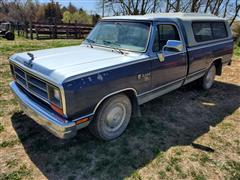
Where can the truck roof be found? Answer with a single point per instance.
(159, 16)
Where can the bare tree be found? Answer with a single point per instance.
(237, 8)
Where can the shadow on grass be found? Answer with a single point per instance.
(177, 118)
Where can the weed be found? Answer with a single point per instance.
(9, 143)
(1, 127)
(233, 168)
(16, 175)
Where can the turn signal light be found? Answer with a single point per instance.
(57, 109)
(81, 121)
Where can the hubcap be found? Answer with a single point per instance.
(210, 77)
(115, 117)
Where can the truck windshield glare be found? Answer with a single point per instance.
(122, 35)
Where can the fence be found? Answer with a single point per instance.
(53, 31)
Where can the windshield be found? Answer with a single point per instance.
(121, 35)
(3, 27)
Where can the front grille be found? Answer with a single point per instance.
(31, 83)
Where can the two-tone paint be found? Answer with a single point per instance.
(89, 75)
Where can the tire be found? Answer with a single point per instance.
(208, 79)
(9, 36)
(112, 118)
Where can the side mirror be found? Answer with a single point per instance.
(173, 46)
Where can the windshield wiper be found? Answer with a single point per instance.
(114, 43)
(90, 41)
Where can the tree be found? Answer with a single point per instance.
(71, 8)
(53, 12)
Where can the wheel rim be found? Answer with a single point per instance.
(210, 77)
(115, 117)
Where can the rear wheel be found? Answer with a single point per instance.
(208, 79)
(112, 118)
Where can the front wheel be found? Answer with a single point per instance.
(208, 79)
(112, 118)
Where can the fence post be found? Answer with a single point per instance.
(26, 29)
(55, 30)
(75, 29)
(31, 33)
(18, 31)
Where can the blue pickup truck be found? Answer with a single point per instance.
(124, 62)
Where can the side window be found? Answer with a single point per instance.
(205, 31)
(202, 31)
(165, 32)
(219, 30)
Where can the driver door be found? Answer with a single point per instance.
(169, 65)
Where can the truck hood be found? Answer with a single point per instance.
(58, 64)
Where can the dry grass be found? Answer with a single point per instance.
(156, 146)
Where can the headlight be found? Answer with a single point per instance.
(54, 96)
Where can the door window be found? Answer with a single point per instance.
(164, 33)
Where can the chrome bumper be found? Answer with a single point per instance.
(54, 123)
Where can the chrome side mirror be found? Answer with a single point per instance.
(173, 46)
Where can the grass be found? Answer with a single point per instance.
(157, 145)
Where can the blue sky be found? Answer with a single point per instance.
(89, 5)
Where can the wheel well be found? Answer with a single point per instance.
(218, 65)
(131, 94)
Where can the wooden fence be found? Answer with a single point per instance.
(53, 31)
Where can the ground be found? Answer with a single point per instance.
(186, 134)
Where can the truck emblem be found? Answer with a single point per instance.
(29, 63)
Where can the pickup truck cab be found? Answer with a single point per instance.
(124, 62)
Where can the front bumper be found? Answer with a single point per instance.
(51, 121)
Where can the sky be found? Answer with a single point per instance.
(89, 5)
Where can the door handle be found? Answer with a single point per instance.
(161, 57)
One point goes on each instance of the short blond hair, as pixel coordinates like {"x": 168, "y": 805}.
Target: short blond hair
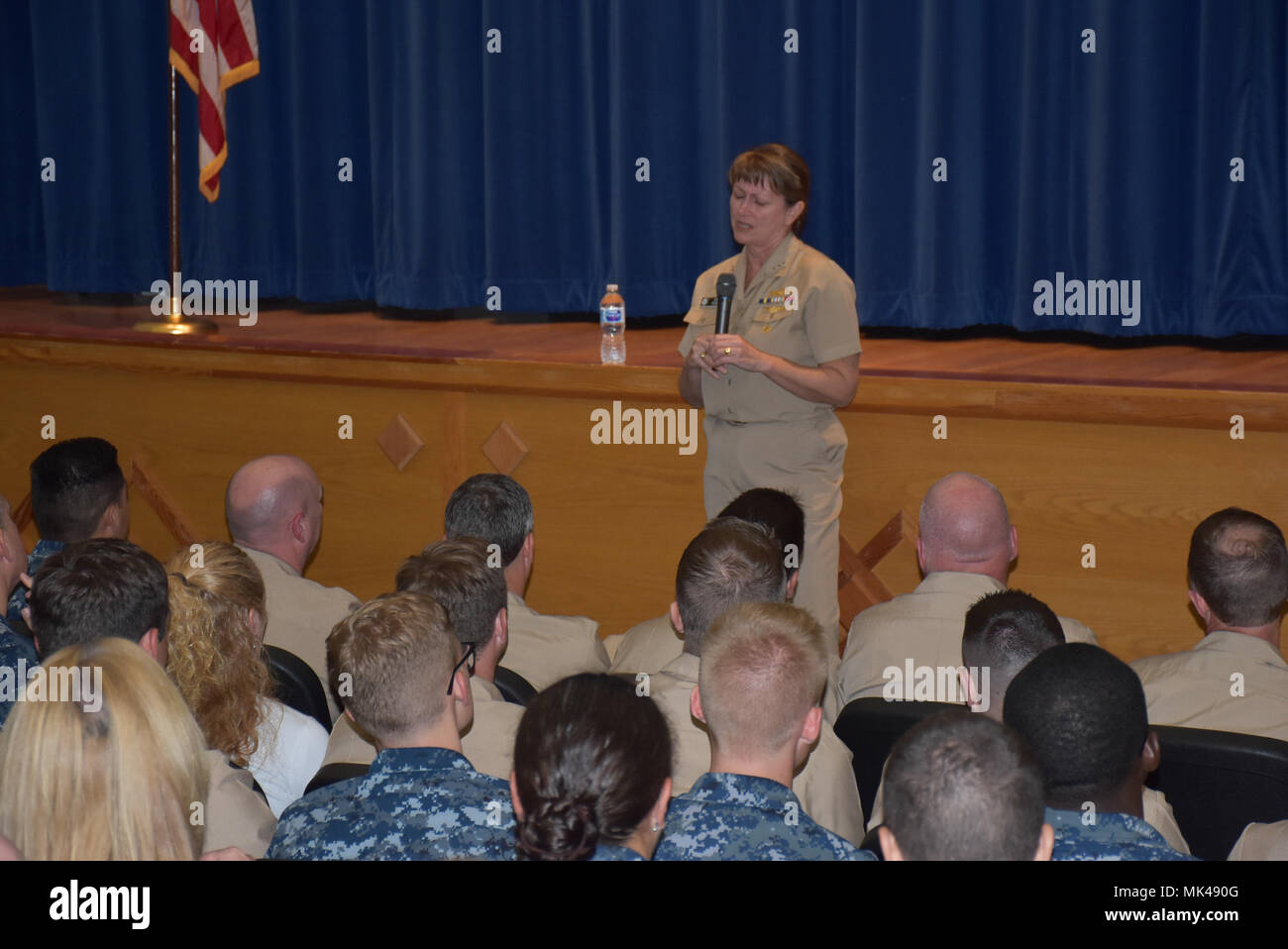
{"x": 764, "y": 666}
{"x": 389, "y": 662}
{"x": 119, "y": 783}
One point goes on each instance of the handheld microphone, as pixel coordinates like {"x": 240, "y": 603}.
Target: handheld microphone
{"x": 725, "y": 286}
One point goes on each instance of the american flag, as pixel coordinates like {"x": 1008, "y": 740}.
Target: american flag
{"x": 222, "y": 53}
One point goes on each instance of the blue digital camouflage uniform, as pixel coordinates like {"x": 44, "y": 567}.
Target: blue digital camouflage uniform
{"x": 415, "y": 803}
{"x": 735, "y": 816}
{"x": 42, "y": 553}
{"x": 1112, "y": 837}
{"x": 612, "y": 851}
{"x": 13, "y": 647}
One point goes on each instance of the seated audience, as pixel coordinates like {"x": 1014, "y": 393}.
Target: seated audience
{"x": 274, "y": 515}
{"x": 733, "y": 562}
{"x": 760, "y": 687}
{"x": 1082, "y": 713}
{"x": 217, "y": 660}
{"x": 114, "y": 768}
{"x": 591, "y": 773}
{"x": 456, "y": 576}
{"x": 965, "y": 548}
{"x": 542, "y": 648}
{"x": 649, "y": 645}
{"x": 399, "y": 670}
{"x": 17, "y": 652}
{"x": 1235, "y": 679}
{"x": 106, "y": 588}
{"x": 1004, "y": 632}
{"x": 77, "y": 492}
{"x": 962, "y": 787}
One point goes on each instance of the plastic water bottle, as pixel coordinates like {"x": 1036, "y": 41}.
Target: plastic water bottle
{"x": 612, "y": 327}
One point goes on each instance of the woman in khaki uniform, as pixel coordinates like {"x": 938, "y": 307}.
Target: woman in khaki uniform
{"x": 791, "y": 357}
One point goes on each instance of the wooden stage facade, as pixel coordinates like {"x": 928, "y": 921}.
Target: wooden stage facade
{"x": 1107, "y": 452}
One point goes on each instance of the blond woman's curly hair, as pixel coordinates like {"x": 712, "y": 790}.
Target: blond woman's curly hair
{"x": 215, "y": 657}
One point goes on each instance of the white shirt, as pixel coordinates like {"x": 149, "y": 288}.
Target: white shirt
{"x": 291, "y": 747}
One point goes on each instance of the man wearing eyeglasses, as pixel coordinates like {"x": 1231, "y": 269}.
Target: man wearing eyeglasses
{"x": 456, "y": 575}
{"x": 402, "y": 675}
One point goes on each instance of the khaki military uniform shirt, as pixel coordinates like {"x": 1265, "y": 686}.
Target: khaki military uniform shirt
{"x": 548, "y": 648}
{"x": 1158, "y": 814}
{"x": 1261, "y": 842}
{"x": 1229, "y": 682}
{"x": 488, "y": 743}
{"x": 648, "y": 647}
{"x": 923, "y": 626}
{"x": 236, "y": 816}
{"x": 800, "y": 307}
{"x": 301, "y": 614}
{"x": 824, "y": 786}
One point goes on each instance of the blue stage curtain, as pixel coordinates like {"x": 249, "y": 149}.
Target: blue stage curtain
{"x": 522, "y": 170}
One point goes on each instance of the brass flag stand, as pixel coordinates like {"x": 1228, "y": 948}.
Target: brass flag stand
{"x": 175, "y": 323}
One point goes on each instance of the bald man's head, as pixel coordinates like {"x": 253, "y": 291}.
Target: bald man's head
{"x": 274, "y": 505}
{"x": 965, "y": 527}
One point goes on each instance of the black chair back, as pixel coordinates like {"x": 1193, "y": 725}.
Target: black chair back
{"x": 870, "y": 728}
{"x": 335, "y": 772}
{"x": 1220, "y": 782}
{"x": 513, "y": 686}
{"x": 297, "y": 685}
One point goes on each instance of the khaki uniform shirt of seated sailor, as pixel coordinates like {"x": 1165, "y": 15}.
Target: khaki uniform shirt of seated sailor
{"x": 923, "y": 626}
{"x": 1231, "y": 682}
{"x": 548, "y": 648}
{"x": 824, "y": 786}
{"x": 814, "y": 325}
{"x": 301, "y": 614}
{"x": 236, "y": 816}
{"x": 488, "y": 744}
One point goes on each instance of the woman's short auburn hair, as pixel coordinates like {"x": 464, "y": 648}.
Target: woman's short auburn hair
{"x": 120, "y": 782}
{"x": 782, "y": 168}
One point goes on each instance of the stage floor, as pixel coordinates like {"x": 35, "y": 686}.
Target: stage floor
{"x": 35, "y": 313}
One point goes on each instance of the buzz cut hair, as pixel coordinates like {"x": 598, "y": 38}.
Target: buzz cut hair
{"x": 764, "y": 667}
{"x": 456, "y": 575}
{"x": 1239, "y": 566}
{"x": 1004, "y": 632}
{"x": 72, "y": 484}
{"x": 490, "y": 506}
{"x": 1082, "y": 712}
{"x": 964, "y": 787}
{"x": 390, "y": 661}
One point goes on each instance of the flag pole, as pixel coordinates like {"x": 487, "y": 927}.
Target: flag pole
{"x": 174, "y": 323}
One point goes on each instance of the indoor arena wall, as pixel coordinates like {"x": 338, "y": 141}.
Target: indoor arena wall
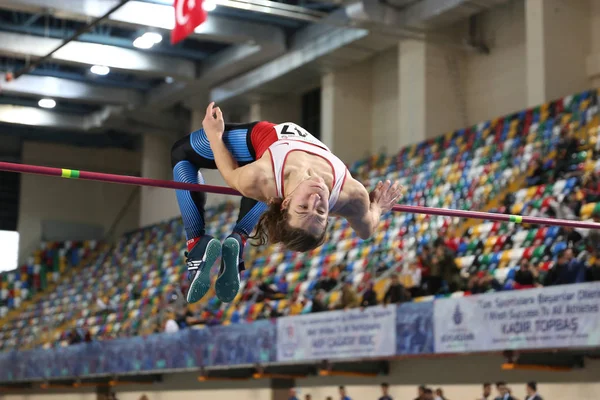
{"x": 495, "y": 83}
{"x": 64, "y": 200}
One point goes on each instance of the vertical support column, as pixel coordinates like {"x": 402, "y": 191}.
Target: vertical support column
{"x": 346, "y": 112}
{"x": 285, "y": 108}
{"x": 157, "y": 204}
{"x": 412, "y": 68}
{"x": 431, "y": 94}
{"x": 558, "y": 48}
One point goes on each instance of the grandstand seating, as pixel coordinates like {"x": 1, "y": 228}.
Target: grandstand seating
{"x": 44, "y": 266}
{"x": 465, "y": 169}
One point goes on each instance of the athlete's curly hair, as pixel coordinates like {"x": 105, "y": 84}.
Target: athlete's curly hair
{"x": 273, "y": 227}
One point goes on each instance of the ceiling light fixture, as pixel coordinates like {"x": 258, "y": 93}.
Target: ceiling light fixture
{"x": 47, "y": 103}
{"x": 209, "y": 5}
{"x": 100, "y": 70}
{"x": 147, "y": 40}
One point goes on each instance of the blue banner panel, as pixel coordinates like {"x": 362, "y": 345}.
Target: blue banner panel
{"x": 356, "y": 333}
{"x": 552, "y": 317}
{"x": 414, "y": 328}
{"x": 191, "y": 348}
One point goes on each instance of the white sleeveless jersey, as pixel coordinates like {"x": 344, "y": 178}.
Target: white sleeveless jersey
{"x": 291, "y": 137}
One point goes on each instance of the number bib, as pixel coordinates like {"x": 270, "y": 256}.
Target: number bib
{"x": 291, "y": 131}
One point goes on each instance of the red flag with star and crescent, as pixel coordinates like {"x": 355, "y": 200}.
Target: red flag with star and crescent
{"x": 188, "y": 15}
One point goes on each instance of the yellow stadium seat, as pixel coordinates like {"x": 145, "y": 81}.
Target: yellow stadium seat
{"x": 587, "y": 210}
{"x": 282, "y": 305}
{"x": 334, "y": 297}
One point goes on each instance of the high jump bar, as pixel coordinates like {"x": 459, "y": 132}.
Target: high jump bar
{"x": 134, "y": 180}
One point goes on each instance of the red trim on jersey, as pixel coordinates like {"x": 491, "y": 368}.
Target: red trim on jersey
{"x": 272, "y": 166}
{"x": 309, "y": 152}
{"x": 262, "y": 136}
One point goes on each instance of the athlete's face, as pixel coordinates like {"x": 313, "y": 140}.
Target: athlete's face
{"x": 308, "y": 206}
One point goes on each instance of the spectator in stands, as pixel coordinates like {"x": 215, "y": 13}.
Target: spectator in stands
{"x": 487, "y": 391}
{"x": 293, "y": 395}
{"x": 349, "y": 298}
{"x": 396, "y": 293}
{"x": 318, "y": 304}
{"x": 425, "y": 260}
{"x": 75, "y": 337}
{"x": 593, "y": 271}
{"x": 421, "y": 392}
{"x": 527, "y": 276}
{"x": 235, "y": 315}
{"x": 503, "y": 392}
{"x": 572, "y": 237}
{"x": 385, "y": 392}
{"x": 593, "y": 238}
{"x": 531, "y": 390}
{"x": 448, "y": 270}
{"x": 567, "y": 146}
{"x": 439, "y": 394}
{"x": 343, "y": 395}
{"x": 296, "y": 305}
{"x": 328, "y": 282}
{"x": 171, "y": 325}
{"x": 537, "y": 176}
{"x": 591, "y": 188}
{"x": 268, "y": 312}
{"x": 270, "y": 291}
{"x": 369, "y": 296}
{"x": 483, "y": 282}
{"x": 428, "y": 394}
{"x": 566, "y": 270}
{"x": 568, "y": 208}
{"x": 413, "y": 277}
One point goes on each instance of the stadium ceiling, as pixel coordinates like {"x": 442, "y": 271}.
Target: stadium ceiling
{"x": 246, "y": 50}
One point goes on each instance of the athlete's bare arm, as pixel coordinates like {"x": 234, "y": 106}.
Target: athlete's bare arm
{"x": 250, "y": 180}
{"x": 363, "y": 210}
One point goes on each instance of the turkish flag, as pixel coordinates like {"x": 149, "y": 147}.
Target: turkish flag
{"x": 188, "y": 15}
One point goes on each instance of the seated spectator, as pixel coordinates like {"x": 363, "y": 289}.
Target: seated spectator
{"x": 593, "y": 239}
{"x": 75, "y": 337}
{"x": 428, "y": 394}
{"x": 566, "y": 270}
{"x": 171, "y": 324}
{"x": 527, "y": 276}
{"x": 328, "y": 282}
{"x": 369, "y": 296}
{"x": 268, "y": 312}
{"x": 566, "y": 147}
{"x": 446, "y": 267}
{"x": 349, "y": 298}
{"x": 439, "y": 394}
{"x": 296, "y": 305}
{"x": 425, "y": 260}
{"x": 412, "y": 279}
{"x": 593, "y": 271}
{"x": 318, "y": 304}
{"x": 537, "y": 176}
{"x": 385, "y": 392}
{"x": 568, "y": 208}
{"x": 483, "y": 282}
{"x": 396, "y": 293}
{"x": 269, "y": 291}
{"x": 236, "y": 316}
{"x": 573, "y": 238}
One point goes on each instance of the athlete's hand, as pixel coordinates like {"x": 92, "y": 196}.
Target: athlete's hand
{"x": 213, "y": 123}
{"x": 386, "y": 195}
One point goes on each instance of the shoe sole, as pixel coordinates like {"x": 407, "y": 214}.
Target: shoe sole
{"x": 228, "y": 283}
{"x": 201, "y": 283}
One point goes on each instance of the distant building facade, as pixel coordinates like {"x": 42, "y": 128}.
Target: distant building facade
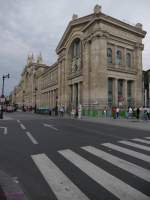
{"x": 99, "y": 65}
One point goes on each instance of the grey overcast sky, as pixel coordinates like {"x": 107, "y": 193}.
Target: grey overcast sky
{"x": 28, "y": 26}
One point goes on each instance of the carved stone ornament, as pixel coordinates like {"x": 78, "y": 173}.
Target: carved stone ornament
{"x": 74, "y": 16}
{"x": 97, "y": 9}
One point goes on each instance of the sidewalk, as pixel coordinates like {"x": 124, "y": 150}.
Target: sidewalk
{"x": 128, "y": 123}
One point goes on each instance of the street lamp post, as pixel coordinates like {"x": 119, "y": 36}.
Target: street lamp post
{"x": 2, "y": 96}
{"x": 35, "y": 106}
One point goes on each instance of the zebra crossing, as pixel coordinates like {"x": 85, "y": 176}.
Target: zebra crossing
{"x": 65, "y": 189}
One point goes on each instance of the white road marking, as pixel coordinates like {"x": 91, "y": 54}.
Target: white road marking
{"x": 132, "y": 144}
{"x": 5, "y": 130}
{"x": 50, "y": 126}
{"x": 123, "y": 164}
{"x": 33, "y": 140}
{"x": 140, "y": 140}
{"x": 22, "y": 126}
{"x": 114, "y": 185}
{"x": 62, "y": 186}
{"x": 129, "y": 152}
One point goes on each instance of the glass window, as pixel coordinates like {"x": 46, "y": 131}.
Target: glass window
{"x": 109, "y": 55}
{"x": 118, "y": 57}
{"x": 128, "y": 59}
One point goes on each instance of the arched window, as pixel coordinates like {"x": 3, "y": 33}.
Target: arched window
{"x": 76, "y": 48}
{"x": 118, "y": 57}
{"x": 128, "y": 59}
{"x": 109, "y": 55}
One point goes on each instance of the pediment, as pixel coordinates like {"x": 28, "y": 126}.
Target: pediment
_ _ _
All lines in the listing above from the line containing "Target: number bib" to the line containing "One point goes on each instance of the spectator", inclusive, should be retyped exactly; no other lines should appear.

▸ **ANSWER SECTION**
Target: number bib
{"x": 291, "y": 131}
One point goes on each instance of the red flag with star and crescent, as pixel coordinates like {"x": 355, "y": 200}.
Target: red flag with star and crescent
{"x": 188, "y": 15}
One point goes on each instance of the yellow stadium seat, as pixel coordinates like {"x": 145, "y": 81}.
Target: yellow stadium seat
{"x": 587, "y": 210}
{"x": 282, "y": 305}
{"x": 334, "y": 297}
One point goes on each instance of the high jump bar, as pixel coordinates like {"x": 459, "y": 132}.
Target: high jump bar
{"x": 134, "y": 180}
One point goes on each instance of the red trim on jersey, as pixel coordinates like {"x": 491, "y": 368}.
Target: red trim on jersey
{"x": 272, "y": 166}
{"x": 309, "y": 152}
{"x": 262, "y": 136}
One point goes on each instance of the athlete's face, as pixel coordinates like {"x": 313, "y": 140}.
Target: athlete's face
{"x": 308, "y": 206}
One point goes on each instance of the spectator in stands, as pixel coordinates like {"x": 215, "y": 13}.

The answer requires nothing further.